Contour labeling items
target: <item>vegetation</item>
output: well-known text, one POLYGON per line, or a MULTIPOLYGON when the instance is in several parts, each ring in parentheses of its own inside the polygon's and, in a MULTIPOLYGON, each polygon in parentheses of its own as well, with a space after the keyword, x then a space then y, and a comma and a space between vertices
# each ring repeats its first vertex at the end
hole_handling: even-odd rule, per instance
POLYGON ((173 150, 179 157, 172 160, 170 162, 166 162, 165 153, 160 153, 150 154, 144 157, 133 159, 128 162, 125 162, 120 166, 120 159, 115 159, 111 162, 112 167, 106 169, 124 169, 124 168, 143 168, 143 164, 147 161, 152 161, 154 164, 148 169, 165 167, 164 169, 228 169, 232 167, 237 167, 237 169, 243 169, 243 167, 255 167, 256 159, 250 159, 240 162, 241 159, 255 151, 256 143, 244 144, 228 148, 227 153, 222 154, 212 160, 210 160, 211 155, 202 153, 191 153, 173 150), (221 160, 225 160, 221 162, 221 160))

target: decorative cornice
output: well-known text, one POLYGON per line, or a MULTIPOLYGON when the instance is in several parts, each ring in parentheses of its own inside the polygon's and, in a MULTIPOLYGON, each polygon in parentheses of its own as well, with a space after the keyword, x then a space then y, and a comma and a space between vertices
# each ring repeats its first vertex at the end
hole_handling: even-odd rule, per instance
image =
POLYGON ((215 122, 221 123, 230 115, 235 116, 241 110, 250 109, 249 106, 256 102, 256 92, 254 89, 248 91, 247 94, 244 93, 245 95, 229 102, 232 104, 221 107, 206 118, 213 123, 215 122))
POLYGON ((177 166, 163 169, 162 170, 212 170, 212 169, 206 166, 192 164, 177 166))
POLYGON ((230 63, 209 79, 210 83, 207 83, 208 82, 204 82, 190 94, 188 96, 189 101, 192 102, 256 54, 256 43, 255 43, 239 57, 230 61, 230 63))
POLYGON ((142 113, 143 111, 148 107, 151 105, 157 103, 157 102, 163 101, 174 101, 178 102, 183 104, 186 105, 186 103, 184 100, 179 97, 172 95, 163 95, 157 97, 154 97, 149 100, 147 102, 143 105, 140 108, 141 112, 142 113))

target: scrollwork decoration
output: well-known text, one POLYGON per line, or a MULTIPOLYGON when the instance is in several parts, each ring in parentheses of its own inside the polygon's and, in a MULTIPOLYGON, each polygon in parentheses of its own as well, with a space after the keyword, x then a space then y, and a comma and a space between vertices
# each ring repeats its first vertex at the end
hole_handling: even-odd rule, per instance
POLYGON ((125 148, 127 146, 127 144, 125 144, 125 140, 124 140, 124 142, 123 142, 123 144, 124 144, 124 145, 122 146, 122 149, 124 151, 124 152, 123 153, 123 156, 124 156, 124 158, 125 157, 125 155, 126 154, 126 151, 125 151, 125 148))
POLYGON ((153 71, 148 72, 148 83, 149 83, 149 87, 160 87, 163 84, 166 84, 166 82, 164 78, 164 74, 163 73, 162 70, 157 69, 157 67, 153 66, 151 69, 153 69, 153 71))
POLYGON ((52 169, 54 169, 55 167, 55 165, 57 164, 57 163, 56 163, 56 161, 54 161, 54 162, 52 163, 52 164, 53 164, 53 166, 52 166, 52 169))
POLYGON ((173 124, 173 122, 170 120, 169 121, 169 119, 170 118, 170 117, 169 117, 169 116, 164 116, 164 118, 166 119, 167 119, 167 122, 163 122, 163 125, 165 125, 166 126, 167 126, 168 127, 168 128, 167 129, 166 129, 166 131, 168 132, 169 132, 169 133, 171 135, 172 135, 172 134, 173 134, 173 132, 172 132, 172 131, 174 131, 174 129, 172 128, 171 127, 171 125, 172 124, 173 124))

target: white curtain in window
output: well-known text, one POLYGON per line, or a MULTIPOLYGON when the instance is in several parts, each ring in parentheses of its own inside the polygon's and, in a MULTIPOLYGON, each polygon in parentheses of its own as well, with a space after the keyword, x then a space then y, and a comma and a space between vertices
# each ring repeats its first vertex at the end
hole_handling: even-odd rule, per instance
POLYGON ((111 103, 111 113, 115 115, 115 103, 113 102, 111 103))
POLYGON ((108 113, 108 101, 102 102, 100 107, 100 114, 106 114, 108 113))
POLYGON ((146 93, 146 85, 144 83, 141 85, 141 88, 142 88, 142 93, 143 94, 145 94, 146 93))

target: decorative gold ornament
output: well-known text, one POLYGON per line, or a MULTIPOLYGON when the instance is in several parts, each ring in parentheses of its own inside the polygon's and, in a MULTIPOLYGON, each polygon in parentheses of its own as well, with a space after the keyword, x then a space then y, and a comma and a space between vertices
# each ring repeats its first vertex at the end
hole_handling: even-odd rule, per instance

**Directions for this task:** Render everything in the items above, from the line containing "target: decorative cornice" down to the line containing "POLYGON ((230 63, 209", both included, as a JSON list of strings with one string per line and blank lines omitted.

**Solution to this problem:**
[
  "target: decorative cornice",
  "output: well-known text, one POLYGON per line, or a MULTIPOLYGON when the instance is in several parts, each ring in parentheses of its own inside the polygon's and, in a MULTIPOLYGON, each polygon in parentheses of its own as well, with a space after the keyword, x then a space then y, and a comma and a space between vertices",
  "# each ring repeats its first vertex at the end",
  "hole_handling: even-odd rule, per instance",
  "image =",
  "POLYGON ((215 122, 221 123, 230 115, 235 116, 241 110, 250 109, 249 106, 256 102, 256 92, 254 89, 248 91, 247 94, 244 93, 245 95, 229 102, 232 104, 221 107, 206 118, 213 123, 215 122))",
  "POLYGON ((177 166, 163 169, 162 170, 212 170, 212 169, 206 166, 192 164, 177 166))",
  "POLYGON ((230 63, 209 79, 210 83, 207 83, 208 82, 204 82, 190 94, 188 96, 189 101, 192 102, 256 54, 256 43, 255 43, 239 57, 230 61, 230 63))"
]